Outre les primes d'assurance-maladie, les loyers ont été et sont toujours un important facteur de coûts pour les travailleurs et travailleuses. La question se pose de savoir si les augmentations de loyer sont correctement reflétées dans l'indice des prix à la consommation. L'Office fédéral de la statistique prend en compte une moyenne de tous les loyers. Cela permet de refléter aussi bien les baisses de loyers des baux existants que les hausses de loyers, par exemple pour les nouveaux baux. L'évolution des prix est donc sous-estimée pour les personnes qui vivent dans un bail récent, qu'elles aient déménagé ou non. En revanche, pour les personnes plus âgées qui vivent depuis longtemps dans le même logement, l'évolution peut être surestimée. L'évolution des loyers entre les loyers proposés et l'indice des loyers de l'OFS montre l'évolution correspondante. Les loyers proposés ont augmenté nettement plus que ne le montre l'indice des loyers.
Évolution des loyers de janvier 2009 à avril 2023
Office fédéral de la statistique (indice des loyers), Homegate (loyers proposés)

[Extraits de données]

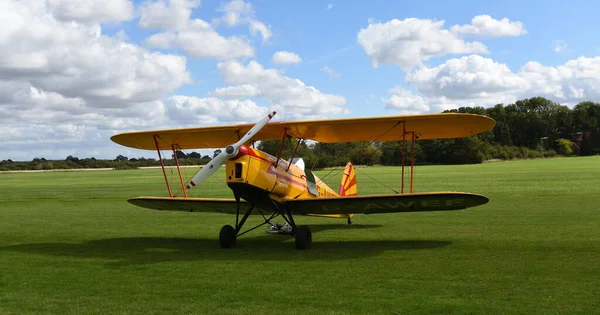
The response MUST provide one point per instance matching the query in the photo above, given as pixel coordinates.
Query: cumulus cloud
(405, 102)
(559, 45)
(486, 26)
(90, 11)
(477, 81)
(237, 12)
(330, 72)
(185, 33)
(198, 31)
(66, 85)
(211, 110)
(171, 15)
(411, 41)
(285, 57)
(291, 96)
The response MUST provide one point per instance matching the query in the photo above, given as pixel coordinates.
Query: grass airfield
(70, 243)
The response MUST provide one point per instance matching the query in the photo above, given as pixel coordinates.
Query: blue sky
(85, 70)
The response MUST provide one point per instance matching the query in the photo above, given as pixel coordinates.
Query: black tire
(303, 237)
(227, 237)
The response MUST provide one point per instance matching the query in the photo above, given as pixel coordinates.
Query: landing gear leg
(302, 233)
(228, 234)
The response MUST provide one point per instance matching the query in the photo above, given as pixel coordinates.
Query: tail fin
(348, 185)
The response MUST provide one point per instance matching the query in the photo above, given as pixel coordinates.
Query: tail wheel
(303, 237)
(227, 236)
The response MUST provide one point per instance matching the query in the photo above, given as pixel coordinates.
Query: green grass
(69, 243)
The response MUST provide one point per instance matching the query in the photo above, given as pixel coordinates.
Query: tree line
(529, 128)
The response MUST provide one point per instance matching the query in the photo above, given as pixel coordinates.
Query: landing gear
(303, 237)
(227, 236)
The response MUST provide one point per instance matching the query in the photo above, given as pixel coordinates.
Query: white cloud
(195, 37)
(470, 76)
(486, 26)
(291, 96)
(479, 81)
(91, 11)
(330, 72)
(67, 86)
(199, 31)
(285, 57)
(237, 12)
(559, 45)
(411, 41)
(405, 102)
(260, 27)
(173, 15)
(211, 110)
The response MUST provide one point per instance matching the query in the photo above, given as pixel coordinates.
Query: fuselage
(261, 178)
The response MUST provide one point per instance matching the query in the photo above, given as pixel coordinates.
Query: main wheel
(227, 236)
(303, 237)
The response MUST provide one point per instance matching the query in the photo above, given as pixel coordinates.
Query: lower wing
(189, 204)
(440, 201)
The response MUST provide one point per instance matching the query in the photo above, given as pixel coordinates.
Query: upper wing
(188, 204)
(391, 128)
(439, 201)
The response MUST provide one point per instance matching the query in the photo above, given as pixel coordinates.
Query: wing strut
(179, 171)
(412, 156)
(162, 165)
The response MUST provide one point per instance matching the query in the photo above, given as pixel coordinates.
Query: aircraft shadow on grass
(150, 250)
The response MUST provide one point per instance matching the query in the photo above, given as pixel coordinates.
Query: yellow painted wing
(391, 128)
(371, 204)
(221, 205)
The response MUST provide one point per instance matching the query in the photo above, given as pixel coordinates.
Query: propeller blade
(229, 152)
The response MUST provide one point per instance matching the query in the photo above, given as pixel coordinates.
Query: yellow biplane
(271, 186)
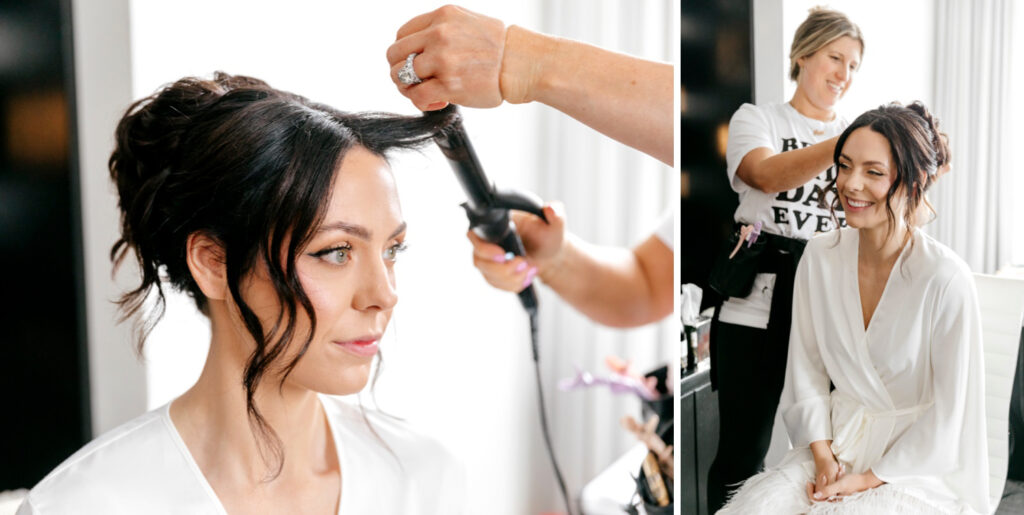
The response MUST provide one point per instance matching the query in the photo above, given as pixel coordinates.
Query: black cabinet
(697, 443)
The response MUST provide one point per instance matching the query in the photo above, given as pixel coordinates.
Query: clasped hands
(830, 480)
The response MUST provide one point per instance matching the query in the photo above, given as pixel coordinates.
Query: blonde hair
(821, 27)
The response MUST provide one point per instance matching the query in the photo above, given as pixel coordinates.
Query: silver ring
(407, 75)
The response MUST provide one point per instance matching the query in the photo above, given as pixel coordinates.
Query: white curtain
(973, 42)
(613, 196)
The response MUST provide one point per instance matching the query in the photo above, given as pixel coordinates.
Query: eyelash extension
(325, 252)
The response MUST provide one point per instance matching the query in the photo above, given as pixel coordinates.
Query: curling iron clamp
(487, 207)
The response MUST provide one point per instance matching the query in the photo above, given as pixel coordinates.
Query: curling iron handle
(513, 244)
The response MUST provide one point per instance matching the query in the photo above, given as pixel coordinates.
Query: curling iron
(487, 207)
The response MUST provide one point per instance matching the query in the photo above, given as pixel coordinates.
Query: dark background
(43, 361)
(717, 78)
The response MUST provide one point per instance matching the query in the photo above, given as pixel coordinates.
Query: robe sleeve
(805, 399)
(27, 508)
(948, 440)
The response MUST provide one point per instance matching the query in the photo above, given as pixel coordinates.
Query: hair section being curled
(252, 168)
(919, 151)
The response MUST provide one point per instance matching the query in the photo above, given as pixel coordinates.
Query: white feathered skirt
(782, 490)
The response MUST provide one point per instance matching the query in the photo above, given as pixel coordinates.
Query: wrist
(550, 268)
(871, 480)
(522, 73)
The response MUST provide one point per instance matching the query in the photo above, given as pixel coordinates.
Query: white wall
(898, 58)
(102, 75)
(457, 354)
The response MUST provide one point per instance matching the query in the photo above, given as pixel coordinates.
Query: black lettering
(802, 220)
(824, 223)
(830, 174)
(797, 194)
(780, 215)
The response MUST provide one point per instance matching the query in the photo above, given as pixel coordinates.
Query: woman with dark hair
(280, 218)
(884, 395)
(778, 161)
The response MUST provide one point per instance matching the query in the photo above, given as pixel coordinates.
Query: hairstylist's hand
(460, 58)
(543, 242)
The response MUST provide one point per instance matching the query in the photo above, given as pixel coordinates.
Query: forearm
(611, 286)
(784, 171)
(624, 97)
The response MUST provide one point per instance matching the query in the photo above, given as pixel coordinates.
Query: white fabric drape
(613, 196)
(973, 42)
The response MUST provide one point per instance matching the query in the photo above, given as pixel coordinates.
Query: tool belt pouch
(734, 277)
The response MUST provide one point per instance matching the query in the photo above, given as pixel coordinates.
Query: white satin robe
(908, 401)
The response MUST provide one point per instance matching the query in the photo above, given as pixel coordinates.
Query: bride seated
(884, 395)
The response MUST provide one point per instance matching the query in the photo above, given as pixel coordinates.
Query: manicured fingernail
(529, 277)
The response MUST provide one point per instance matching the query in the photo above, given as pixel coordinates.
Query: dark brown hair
(251, 167)
(918, 149)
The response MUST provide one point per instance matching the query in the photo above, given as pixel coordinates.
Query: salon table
(613, 487)
(697, 421)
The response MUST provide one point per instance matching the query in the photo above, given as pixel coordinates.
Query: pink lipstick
(363, 347)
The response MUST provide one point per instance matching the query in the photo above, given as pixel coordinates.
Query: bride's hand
(826, 467)
(848, 484)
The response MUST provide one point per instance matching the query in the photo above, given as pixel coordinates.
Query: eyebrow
(841, 54)
(357, 230)
(866, 163)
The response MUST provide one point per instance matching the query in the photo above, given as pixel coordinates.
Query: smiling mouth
(858, 204)
(364, 346)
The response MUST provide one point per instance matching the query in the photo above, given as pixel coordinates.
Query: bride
(884, 395)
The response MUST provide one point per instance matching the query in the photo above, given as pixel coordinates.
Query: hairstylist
(455, 55)
(779, 161)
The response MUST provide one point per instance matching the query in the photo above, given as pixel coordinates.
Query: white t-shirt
(666, 230)
(143, 466)
(798, 213)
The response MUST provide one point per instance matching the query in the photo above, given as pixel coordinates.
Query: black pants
(748, 396)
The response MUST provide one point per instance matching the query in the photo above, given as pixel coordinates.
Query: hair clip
(755, 232)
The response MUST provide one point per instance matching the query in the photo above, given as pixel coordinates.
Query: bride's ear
(205, 257)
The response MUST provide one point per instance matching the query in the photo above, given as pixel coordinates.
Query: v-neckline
(205, 484)
(865, 328)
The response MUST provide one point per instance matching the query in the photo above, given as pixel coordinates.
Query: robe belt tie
(860, 435)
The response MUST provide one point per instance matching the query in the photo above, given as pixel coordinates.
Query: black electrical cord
(544, 417)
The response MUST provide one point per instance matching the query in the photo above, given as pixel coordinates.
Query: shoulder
(121, 471)
(389, 432)
(940, 264)
(749, 113)
(824, 244)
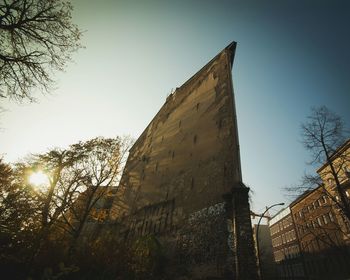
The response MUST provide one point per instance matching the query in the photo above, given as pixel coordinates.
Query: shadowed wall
(179, 178)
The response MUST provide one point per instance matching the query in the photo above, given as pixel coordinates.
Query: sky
(291, 56)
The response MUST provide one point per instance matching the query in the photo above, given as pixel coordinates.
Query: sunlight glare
(39, 179)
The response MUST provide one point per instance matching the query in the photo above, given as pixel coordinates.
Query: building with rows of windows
(286, 246)
(311, 237)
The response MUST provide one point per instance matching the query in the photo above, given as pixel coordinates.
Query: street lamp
(257, 234)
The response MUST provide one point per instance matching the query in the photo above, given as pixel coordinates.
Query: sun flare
(39, 179)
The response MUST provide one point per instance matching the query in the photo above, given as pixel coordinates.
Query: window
(331, 218)
(325, 220)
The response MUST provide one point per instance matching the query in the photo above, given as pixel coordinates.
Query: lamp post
(257, 234)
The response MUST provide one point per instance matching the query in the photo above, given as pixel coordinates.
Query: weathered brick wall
(180, 174)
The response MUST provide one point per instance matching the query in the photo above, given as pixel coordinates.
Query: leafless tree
(323, 134)
(37, 36)
(101, 171)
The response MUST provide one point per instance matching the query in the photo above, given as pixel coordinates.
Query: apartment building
(286, 246)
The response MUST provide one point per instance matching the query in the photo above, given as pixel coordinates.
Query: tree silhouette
(323, 134)
(37, 36)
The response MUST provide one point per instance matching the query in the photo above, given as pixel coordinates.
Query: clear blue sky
(291, 55)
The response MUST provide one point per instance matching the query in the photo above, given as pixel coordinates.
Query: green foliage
(146, 258)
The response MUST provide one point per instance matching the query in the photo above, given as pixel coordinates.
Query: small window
(331, 218)
(325, 220)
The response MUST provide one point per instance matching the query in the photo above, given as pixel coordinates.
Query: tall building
(313, 233)
(322, 241)
(266, 258)
(286, 246)
(182, 182)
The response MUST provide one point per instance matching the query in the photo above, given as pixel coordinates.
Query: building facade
(286, 247)
(182, 182)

◆ **Tâche à faire**
Répondez à ces questions à partir de l'extrait sur les loyers :
1. Pour quelles personnes l'évolution des prix peut-elle être surestimée ?
2. Quelle période couvre l'évolution des loyers présentée ?
3. D'où proviennent les données sur les loyers proposés ?

◆ **Réponse obtenue**
1. Pour les personnes plus âgées qui vivent depuis longtemps dans le même logement.
2. De janvier 2009 à avril 2023.
3. De Homegate.